• **REQUEST 1**: Could you rewrite the paragraph in the comments on story endings below that begins "Like a punchline is to a joke" more briefly, keeping its main points?
• **REQUEST 2**: Can you write the next part of the comments on story endings below, starting after the last sentence shown?
**** TEXT SHOWN ****
Every single person of note in Canada, lauded for building something good in Canada, for all Canadians, is eventually found to have cursed out a left-handed albino otter one day on a Monday, and is thus Satan incarnate.
Here we chastise people in glass houses from throwing stones; but we also don’t respect a redemption story or long-lasting contributions in case Buddy had a bad day once.
JK Rowling.
Well when the preceding story is contingent on it leading to a satisfying conclusion, that being 99% of the shows I’ve seen critiqued this way… I’d say it’s a valid conclusion.
Like a punchline is to a joke, the ending is the most important part of a story. The conclusion gives the journey meaning. Blowing the ending can - and often does - retroactively ruin an entire narrative. This comic is akin to saying “a bad punchline doesn’t ruin a whole joke.” It does. In the same way, a bad or missing conclusion undermines the narrative as a whole.
This comic is out of touch with the politics of Netflix style script writing where there’s no story arc being followed.
**** EXCERPTED RECORDS ****
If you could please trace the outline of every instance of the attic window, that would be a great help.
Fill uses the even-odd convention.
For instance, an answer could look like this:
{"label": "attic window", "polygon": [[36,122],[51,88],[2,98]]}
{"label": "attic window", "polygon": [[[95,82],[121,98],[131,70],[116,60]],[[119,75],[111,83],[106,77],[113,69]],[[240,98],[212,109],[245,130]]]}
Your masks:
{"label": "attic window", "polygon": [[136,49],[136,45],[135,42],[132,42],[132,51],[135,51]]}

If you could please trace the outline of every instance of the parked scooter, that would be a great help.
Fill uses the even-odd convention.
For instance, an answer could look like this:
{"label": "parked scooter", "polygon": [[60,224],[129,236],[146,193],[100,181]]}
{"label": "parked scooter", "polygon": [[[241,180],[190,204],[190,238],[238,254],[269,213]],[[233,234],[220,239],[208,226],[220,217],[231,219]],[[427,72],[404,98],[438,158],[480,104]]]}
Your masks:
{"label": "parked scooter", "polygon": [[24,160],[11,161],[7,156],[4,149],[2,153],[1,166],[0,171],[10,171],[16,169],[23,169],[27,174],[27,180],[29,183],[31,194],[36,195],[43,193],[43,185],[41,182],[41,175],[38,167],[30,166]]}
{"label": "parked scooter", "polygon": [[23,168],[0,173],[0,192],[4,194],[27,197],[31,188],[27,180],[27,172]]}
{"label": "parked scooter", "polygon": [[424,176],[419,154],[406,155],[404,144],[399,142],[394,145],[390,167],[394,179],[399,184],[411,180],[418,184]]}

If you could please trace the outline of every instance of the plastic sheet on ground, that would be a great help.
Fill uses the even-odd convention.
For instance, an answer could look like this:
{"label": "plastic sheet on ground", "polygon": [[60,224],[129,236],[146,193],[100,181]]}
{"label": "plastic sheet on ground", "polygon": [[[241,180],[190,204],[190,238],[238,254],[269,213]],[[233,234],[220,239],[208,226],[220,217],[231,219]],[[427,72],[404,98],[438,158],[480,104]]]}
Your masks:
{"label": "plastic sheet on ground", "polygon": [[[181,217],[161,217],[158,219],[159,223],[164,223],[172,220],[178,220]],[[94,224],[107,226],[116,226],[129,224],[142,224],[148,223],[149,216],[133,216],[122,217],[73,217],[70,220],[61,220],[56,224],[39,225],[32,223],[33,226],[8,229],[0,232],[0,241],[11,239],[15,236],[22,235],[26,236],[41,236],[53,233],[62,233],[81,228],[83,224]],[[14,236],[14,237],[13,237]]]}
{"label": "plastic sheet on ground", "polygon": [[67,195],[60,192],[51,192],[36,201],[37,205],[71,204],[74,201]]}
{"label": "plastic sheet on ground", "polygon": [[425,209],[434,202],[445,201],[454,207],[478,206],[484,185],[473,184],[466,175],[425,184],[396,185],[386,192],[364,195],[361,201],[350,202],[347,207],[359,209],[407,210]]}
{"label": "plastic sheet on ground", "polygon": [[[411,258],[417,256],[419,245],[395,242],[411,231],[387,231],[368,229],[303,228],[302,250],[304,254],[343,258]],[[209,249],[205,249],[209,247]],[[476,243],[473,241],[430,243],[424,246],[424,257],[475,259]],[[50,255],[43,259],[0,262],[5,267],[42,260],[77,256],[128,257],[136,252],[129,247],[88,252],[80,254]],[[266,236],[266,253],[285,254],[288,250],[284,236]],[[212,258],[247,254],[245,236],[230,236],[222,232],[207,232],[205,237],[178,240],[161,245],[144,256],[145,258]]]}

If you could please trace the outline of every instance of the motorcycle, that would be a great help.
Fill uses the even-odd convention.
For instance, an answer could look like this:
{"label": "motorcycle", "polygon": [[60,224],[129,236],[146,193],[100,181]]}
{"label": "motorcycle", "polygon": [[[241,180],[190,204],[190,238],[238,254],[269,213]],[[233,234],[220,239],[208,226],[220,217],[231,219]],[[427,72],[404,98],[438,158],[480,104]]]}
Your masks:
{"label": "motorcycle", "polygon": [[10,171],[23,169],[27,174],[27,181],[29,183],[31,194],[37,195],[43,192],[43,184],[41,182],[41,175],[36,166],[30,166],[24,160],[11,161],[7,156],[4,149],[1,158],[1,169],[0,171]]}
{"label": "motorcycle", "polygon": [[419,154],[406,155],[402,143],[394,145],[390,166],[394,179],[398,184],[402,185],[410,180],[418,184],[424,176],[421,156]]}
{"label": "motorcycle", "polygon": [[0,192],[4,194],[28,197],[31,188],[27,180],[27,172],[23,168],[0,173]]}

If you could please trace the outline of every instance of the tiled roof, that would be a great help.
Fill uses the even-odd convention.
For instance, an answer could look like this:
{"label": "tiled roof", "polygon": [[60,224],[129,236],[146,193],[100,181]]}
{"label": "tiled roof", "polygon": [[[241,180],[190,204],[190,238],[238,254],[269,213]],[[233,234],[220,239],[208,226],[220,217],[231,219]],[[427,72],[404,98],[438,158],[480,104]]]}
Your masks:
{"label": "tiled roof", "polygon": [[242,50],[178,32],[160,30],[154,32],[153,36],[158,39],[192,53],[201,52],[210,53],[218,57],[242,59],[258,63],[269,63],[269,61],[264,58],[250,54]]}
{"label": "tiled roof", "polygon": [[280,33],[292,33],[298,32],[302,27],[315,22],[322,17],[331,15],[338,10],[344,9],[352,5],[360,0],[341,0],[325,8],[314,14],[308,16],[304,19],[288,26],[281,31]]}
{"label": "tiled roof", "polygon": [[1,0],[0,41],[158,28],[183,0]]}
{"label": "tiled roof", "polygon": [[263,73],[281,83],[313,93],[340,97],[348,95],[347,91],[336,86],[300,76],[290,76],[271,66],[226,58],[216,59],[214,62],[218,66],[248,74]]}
****
• **EXPECTED ANSWER 1**: A story's ending matters most, much as a punchline does for a joke, because it gives the journey meaning. A bad or missing ending can ruin the whole narrative in hindsight, so the comic is wrong to suggest that a bad punchline doesn't ruin a joke.

• **EXPECTED ANSWER 2**:
If a show tells you it’s building to something, then fails to deliver, it has disrespected all the time and effort invested.
See:
Lost
Battlestar Galactica
How I Met Your MotherOr when it ends on a cliffhanger just to get canceled. That really ruins how I feel about a show.
A Person isn’t a story though the ending being rubbish rings the whole story
Disagreed, there are many shows that spend seasons building on the ending that if the ending is really bad, it makes the rest of the show feel pointless.
GoT comes to my mind with this. The whole show are these giant buildup to the war in the north, the dragons, Westeros power grabs, Jamie’s character arc, children of the forest, and other cool concepts that ended in a pathetic wet fart of a final season. It makes watching the show feel like a waste. when you know at the end its just a wet fart.
Grim comes to mind. It ended so abruptly I just regret watching it at all.
Really putting the “ass” in comparison there. Also, if a person say… wrote a best selling beloved children’s book series, but then heel-turned into a piece of shit, it absolutely does ruin their entire body of work for a lot of people.
Like, this happens, what is the comic even talking about?
Context can certainly change over time. If Rudy Giuliani died in 2002, he’d be remembered as ‘America’s Mayor’.
How cruel a joke it must be for a God to create beings that crave consistency in a universe where the only consistent thing is change.
Really feels like the comic artist wrote ‘died like an idiot’ to argue against himself in bad faith from the get go
What no? A show has a narrative structure - buildup to a disappointing end devalues all of that which came before.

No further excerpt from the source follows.